### What to produce
In the entries that follow, identify the line containing "Task: where can the player's left arm" and return it together with all later lines, exactly as they appear.

### Dataset records
- - - - - - -

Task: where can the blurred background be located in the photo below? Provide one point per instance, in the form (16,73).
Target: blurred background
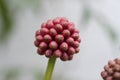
(97,20)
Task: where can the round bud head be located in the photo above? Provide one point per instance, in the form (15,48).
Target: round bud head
(36,43)
(39,38)
(70,57)
(53,32)
(47,38)
(71,29)
(59,38)
(66,33)
(56,20)
(76,44)
(77,50)
(37,33)
(112,70)
(53,45)
(64,57)
(43,25)
(71,50)
(57,53)
(48,53)
(104,74)
(75,36)
(117,75)
(64,46)
(70,41)
(44,31)
(40,51)
(58,28)
(49,24)
(43,46)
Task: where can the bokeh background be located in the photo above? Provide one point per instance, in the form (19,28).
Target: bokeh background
(97,20)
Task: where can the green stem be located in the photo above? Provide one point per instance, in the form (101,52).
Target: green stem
(50,68)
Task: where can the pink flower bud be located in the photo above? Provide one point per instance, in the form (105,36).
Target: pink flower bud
(44,31)
(70,57)
(40,51)
(36,43)
(70,41)
(53,45)
(66,33)
(53,32)
(47,38)
(39,38)
(64,24)
(37,33)
(77,50)
(75,36)
(48,53)
(49,24)
(43,46)
(76,44)
(71,50)
(57,53)
(64,46)
(59,38)
(43,25)
(64,57)
(58,28)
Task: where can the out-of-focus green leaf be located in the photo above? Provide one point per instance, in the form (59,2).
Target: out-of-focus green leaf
(11,74)
(6,20)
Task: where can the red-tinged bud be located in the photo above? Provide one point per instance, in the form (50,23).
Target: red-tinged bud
(70,57)
(79,40)
(39,38)
(59,38)
(64,46)
(111,63)
(71,50)
(64,19)
(66,33)
(43,46)
(76,44)
(77,50)
(112,70)
(36,43)
(70,41)
(117,75)
(56,20)
(64,57)
(44,31)
(53,32)
(47,38)
(58,28)
(49,24)
(43,25)
(117,60)
(53,45)
(75,36)
(40,51)
(37,33)
(57,53)
(109,78)
(48,53)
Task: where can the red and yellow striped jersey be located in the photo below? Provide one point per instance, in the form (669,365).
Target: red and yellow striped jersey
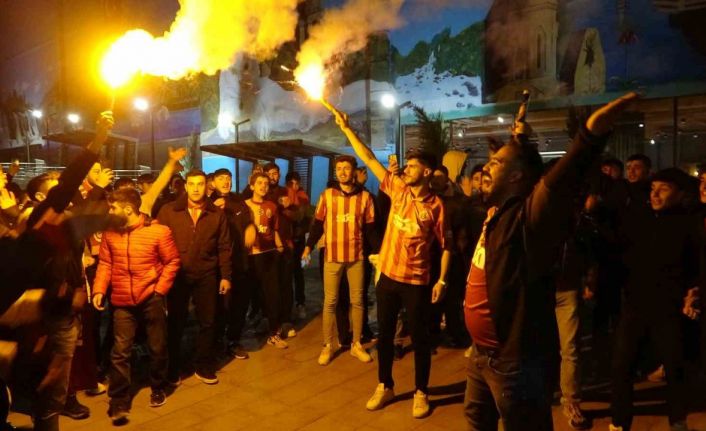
(266,221)
(411,225)
(343,216)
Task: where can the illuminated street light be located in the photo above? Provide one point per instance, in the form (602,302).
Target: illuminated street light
(141,104)
(388,101)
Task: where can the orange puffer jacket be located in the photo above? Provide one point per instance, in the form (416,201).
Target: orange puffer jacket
(136,262)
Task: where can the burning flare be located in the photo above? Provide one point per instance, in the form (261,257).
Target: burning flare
(205,36)
(312,79)
(341,31)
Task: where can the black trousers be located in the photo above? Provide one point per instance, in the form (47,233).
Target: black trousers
(343,307)
(286,295)
(152,314)
(235,312)
(298,272)
(516,392)
(391,296)
(204,292)
(665,333)
(263,274)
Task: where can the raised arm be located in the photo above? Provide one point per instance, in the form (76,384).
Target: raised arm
(60,196)
(172,165)
(549,204)
(361,150)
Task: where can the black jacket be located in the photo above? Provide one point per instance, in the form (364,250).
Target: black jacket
(239,217)
(522,244)
(661,256)
(204,249)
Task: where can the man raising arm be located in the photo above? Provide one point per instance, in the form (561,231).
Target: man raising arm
(416,217)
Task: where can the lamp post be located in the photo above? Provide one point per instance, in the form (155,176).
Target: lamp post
(237,125)
(388,101)
(143,105)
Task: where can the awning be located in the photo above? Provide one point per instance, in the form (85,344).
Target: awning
(269,150)
(82,138)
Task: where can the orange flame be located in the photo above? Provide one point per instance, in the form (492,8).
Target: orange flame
(312,79)
(206,36)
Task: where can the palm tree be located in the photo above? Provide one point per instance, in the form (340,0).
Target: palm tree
(433,132)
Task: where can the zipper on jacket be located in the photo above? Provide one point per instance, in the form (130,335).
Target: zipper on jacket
(129,273)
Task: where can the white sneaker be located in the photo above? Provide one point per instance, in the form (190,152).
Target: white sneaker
(420,406)
(301,312)
(276,341)
(381,397)
(359,352)
(325,356)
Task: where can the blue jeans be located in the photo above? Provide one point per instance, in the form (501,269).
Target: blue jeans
(518,393)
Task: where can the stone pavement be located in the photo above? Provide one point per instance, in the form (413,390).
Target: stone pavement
(287,390)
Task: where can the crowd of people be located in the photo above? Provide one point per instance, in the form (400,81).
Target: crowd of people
(501,261)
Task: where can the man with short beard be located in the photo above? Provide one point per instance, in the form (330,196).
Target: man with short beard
(264,255)
(417,217)
(239,218)
(139,262)
(285,229)
(661,254)
(345,215)
(202,237)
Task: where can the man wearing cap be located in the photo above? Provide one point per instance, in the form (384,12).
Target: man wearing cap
(661,254)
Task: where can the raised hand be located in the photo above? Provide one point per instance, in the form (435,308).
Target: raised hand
(176,154)
(105,177)
(104,125)
(601,121)
(7,199)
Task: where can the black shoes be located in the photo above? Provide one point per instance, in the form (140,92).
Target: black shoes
(158,398)
(74,409)
(207,377)
(118,414)
(237,351)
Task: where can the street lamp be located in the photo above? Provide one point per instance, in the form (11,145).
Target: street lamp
(73,118)
(143,105)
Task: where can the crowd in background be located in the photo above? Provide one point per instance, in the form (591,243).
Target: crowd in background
(95,265)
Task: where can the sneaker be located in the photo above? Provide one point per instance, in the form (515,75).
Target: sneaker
(174,382)
(74,409)
(381,397)
(420,406)
(657,376)
(207,377)
(359,352)
(301,311)
(325,355)
(399,352)
(98,390)
(278,342)
(237,351)
(577,420)
(118,414)
(158,398)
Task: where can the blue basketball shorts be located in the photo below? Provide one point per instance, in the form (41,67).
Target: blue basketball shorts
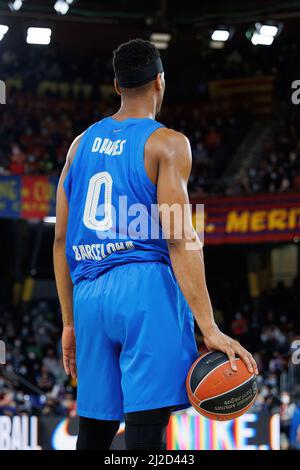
(134,341)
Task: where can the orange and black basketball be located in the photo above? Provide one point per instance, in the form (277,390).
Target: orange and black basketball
(218,392)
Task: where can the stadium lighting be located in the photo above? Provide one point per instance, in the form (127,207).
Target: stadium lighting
(261,39)
(268,30)
(62,6)
(264,34)
(16,5)
(38,36)
(220,35)
(160,40)
(3,30)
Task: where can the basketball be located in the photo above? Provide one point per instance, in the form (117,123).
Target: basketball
(218,392)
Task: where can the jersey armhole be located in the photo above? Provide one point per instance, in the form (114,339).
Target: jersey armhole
(68,179)
(141,152)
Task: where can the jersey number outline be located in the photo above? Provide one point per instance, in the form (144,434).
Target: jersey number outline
(92,202)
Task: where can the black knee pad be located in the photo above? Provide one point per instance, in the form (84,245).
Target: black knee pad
(95,434)
(145,430)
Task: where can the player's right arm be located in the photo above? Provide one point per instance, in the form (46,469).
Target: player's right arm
(61,269)
(173,153)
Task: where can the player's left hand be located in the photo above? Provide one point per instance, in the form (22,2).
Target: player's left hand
(69,351)
(216,340)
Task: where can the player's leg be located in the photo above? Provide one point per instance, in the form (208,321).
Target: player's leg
(146,430)
(149,317)
(96,434)
(159,346)
(99,394)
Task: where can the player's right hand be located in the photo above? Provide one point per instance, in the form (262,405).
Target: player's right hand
(69,351)
(216,340)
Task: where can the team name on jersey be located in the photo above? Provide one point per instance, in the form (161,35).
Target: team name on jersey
(107,146)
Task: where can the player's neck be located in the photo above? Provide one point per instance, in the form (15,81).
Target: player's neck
(136,108)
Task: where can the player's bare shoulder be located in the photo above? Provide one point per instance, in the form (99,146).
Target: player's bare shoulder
(170,146)
(73,149)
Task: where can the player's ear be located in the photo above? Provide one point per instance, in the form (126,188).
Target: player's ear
(117,88)
(159,82)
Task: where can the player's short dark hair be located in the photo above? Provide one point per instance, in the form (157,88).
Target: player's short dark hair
(133,56)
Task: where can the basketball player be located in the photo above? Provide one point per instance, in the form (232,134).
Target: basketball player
(128,302)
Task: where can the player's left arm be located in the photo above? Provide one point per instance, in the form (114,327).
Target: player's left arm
(61,269)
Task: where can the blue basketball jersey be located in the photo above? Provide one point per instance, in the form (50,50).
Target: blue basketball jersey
(113,215)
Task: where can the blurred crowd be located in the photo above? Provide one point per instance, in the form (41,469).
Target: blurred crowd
(36,131)
(35,135)
(276,167)
(34,381)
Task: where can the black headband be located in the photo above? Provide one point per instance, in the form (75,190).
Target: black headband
(141,76)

- - - - - - -

### Correct response
Task: where can the player's left arm be located in the photo above? Provide one point per instance, in the form (114,327).
Target: player's left arm
(61,269)
Task: where can the blue basketball jersey be located in the photo above? Provide one point per instance, in the form (50,50).
Target: blue basketball jersey
(113,215)
Task: where can the blurred crowd be located in the photo above? Provide one point per instance, in the form (41,469).
Target: blurred crowd
(36,131)
(35,135)
(276,167)
(34,381)
Task: where can the black headband be located in the photo above? Provide one point per instance, in the form (75,190).
Target: black headband
(141,76)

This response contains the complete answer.